◆ **Исходный фрагмент**:
Таганка: Личное дело одного театра - [222]

Шрифт
Интервал

.

Что касается финала спектакля, — настолько уж отбивается и изолируется исполнитель от всего спектакля и настолько заземляется, что выходит в зрительный зал… Он … провокационно обращается в зрительный зал: «Отчего вы молчите? Кричите!» И дальше идет пушкинский текст. Здесь возникает некоторое недоумение. Если даже допустить чисто художественную возможность такого приема, то обращением к сегодняшнему залу персонажа от театра — что, пропускается вся история от Бориса Годунова до сегодняшнего дня? Так и промолчал народ, так и прошли бесшумно эти годы? ‹…› Здесь где-то и художественная сторона не вполне понятна. Не говорю уже о том, что она привносит сюда и идеологические моменты.

Ю. Ф. Карякин. Идеологические мотивы, вы меня простите, — это очень серьезная вещь. Вы это обоснуйте. Под идеологией здесь подразумевается что-то дурное. Объяснитесь, потому что этот намек некрасив. В чем вы видите идеологические пороки спектакля?

В. П. Селезнев. Реплику, которую говорит Губенко, не надо подавать в провокационном порядке. Я говорю не об идеологических мотивах всего спектакля, я говорю о последнем выходе. Я помню все, что говорю, отдаю себе отчет.

Хотелось бы разгадать ребус — здесь театр вроде бы сосредотачивает наше внимание специально на национальных приметах, если не всех действующих лиц, то основных и, прежде всего, главных действующих персонажей. ‹…› Мейерхольд хотел насытить спектакль азиатчиной, и здесь выходят в среднеазиатском халате[1126]. Невольно это повод для размышлений… Тогда, наверно, стоило бы более детально продумать это, потому что в дальнейшем происходит передача со стороны Бориса Годунова власти своему сыну, человеку в абсолютно современном костюме, но не скажу, чтобы с абсолютно русским лицом. Надо ли принимать к сведению эту задумку театра или это та случайность, которая может только в дурном воображении представляться закономерностью, но, во всяком случае, размышления может вызвать, и упрекать за эти размышления было бы не вполне справедливо. Каждый приходит, видит, воспринимает и хочет размышлять по поводу того, что увидел. Какое-то уточнение со стороны театра было бы целесообразным.

◆ **Предоставленные данные**:
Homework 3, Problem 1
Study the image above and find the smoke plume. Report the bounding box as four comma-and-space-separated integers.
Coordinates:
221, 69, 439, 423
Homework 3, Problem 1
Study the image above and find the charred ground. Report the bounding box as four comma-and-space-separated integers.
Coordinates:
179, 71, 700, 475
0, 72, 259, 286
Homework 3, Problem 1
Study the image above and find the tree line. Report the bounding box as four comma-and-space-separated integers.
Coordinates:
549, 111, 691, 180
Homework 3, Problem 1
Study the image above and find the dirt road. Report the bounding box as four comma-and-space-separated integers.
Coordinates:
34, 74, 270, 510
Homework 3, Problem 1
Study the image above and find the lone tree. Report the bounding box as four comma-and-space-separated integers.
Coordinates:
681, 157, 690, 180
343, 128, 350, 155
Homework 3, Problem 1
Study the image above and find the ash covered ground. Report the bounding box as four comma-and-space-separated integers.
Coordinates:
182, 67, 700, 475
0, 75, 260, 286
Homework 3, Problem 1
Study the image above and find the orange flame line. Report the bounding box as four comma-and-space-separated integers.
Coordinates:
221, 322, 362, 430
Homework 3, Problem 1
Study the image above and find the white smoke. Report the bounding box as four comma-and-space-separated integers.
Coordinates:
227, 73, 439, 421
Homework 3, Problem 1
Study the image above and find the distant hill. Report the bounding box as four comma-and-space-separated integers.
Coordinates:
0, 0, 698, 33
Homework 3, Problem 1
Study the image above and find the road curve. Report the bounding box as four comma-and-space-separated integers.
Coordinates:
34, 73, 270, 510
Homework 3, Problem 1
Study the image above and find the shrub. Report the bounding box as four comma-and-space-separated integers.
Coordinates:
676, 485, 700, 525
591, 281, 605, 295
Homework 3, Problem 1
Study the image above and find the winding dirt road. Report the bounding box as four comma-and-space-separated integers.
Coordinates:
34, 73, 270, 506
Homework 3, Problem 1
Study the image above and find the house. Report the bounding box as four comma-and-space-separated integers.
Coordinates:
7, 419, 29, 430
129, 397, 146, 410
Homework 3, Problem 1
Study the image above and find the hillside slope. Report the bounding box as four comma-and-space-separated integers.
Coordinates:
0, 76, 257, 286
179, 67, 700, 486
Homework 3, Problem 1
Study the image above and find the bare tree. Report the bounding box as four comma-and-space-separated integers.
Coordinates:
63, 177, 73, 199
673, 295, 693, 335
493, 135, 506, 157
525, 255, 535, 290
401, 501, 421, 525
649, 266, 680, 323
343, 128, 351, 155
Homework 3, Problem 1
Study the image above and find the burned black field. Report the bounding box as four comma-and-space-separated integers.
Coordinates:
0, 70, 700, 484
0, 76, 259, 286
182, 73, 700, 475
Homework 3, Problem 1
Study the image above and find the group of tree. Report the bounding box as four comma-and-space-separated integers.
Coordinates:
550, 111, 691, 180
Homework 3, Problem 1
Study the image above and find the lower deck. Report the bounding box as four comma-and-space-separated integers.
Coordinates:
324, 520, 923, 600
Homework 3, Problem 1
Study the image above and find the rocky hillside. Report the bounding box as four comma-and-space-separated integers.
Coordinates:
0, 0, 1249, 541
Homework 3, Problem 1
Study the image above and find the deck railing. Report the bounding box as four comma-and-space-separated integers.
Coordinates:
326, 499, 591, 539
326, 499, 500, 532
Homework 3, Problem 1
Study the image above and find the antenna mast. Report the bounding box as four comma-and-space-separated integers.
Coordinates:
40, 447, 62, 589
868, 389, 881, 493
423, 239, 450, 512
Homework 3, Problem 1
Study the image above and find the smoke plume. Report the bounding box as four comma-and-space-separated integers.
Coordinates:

◆ **Задание**: Замените в исходном фрагменте «Реплику» на «Фразу» и приведите текст начиная со слов «Ю. Ф. Карякин.» вплоть до слов «отдаю себе отчет.» включительно.

◆ **Решение**:
Ю. Ф. Карякин. Идеологические мотивы, вы меня простите, — это очень серьезная вещь. Вы это обоснуйте. Под идеологией здесь подразумевается что-то дурное. Объяснитесь, потому что этот намек некрасив. В чем вы видите идеологические пороки спектакля?

В. П. Селезнев. Фразу, которую говорит Губенко, не надо подавать в провокационном порядке. Я говорю не об идеологических мотивах всего спектакля, я говорю о последнем выходе. Я помню все, что говорю, отдаю себе отчет.